═══ 文献节选 ═══

经治疗患者面部水肿逐渐消退,紫红斑部分消退,吞咽困难症状减轻,乏力症状改善不明显。复查CT炎症较治疗前轻度吸收,见图5。
图4 治疗前胸部CT图像
图5 治疗后胸部CT图像
我国《新型冠状病毒肺炎诊疗方案(试行第六版)》[1]鉴别诊断中,皮肌炎是方案中明确提出的唯一需与COVID-19鉴别的皮肤病,肺炎是皮肌炎最为常见的也是最为严重的并发症,与COVID-19有很多的相似之处,但目前尚缺乏具体经验,未具体明确COVID-19与DMP的不同。做好COVID-19与DMP的鉴别诊断,避免DMP误诊及COVID-19漏诊,具有非常重要的现实意义。可从以下几个方面进行鉴别。
COVID-19是由2019-nCoV感染导致的,该病毒为β属的冠状病毒,对紫外线和热敏感,56 ℃时30 min、乙醚、75%乙醇、含氯消毒剂、过氧乙酸和氯仿等脂溶剂均可有效灭活病毒。传播方式以飞沫传播、接触传播为主,少数可以经气溶胶和消化道传播。DMP是一种主要影响皮肤、肌肉和肺的自身免疫性疾病[2]。该病病因至今尚不完全明确,可能与遗传、肿瘤、紫外线、吸烟、药物、感染相关[3]。

═══ 分析数据 ═══

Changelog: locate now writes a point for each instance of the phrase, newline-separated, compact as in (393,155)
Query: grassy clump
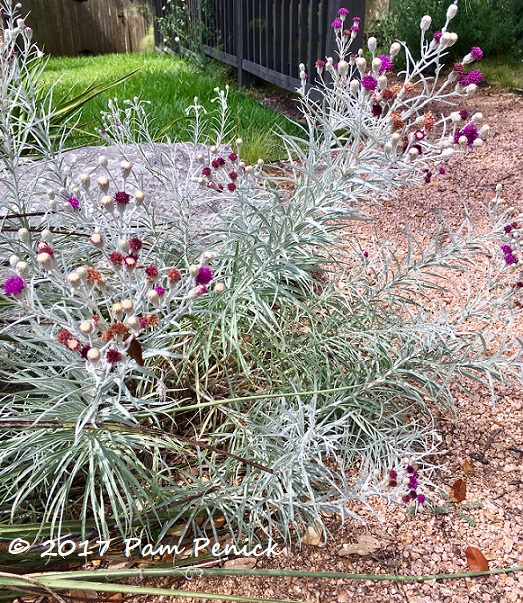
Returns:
(171,85)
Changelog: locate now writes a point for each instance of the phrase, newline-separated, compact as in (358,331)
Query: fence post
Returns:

═══

--- 任务 1 ---
文献节选中,皮肌炎可能与哪些因素相关?请全部列出。
--- 任务 2 ---
接着文献节选的最后一句往下续写。

--- 参考答案 1 ---
遗传、肿瘤、紫外线、吸烟、药物、感染

--- 参考答案 2 ---
COVID-19:(1)发病前14 d内有武汉市及周边地区、或其他有病例报告社区的旅行史或居住史;(2)发病前14 d内与COVID-19感染者(核酸检测阳性者)有接触史;(3)发病前14 d内曾接触过来自武汉市及周边地区,或来自有病例报告社区的发热或有呼吸道症状的患者;(4)聚集性发病史。DMP无上述特征。
COVID-19:可有发热、咳嗽、呼吸困难等呼吸道症状,且常为首发症状,常伴有乏力。各年龄组均可发病,且急性发病,进展迅速。DMP:可有发热、咳嗽、呼吸困难等呼吸道症状[4],但往往起病隐匿,肺部受累严重,但病初并不出现明显呼吸道症状[5]。首发症状往往表现为全身乏力及肌肉疼痛,其次为雷诺现象等,皮肤损害中,Gottron征是DMP特有的。面部以上眼睑为中心特殊的水肿性紫红色斑也具有诊断意义。成人DMP在40~60岁时高发,男女发病率约为1∶2。DMP多为逐渐发病,少数急性发病,进展迅速。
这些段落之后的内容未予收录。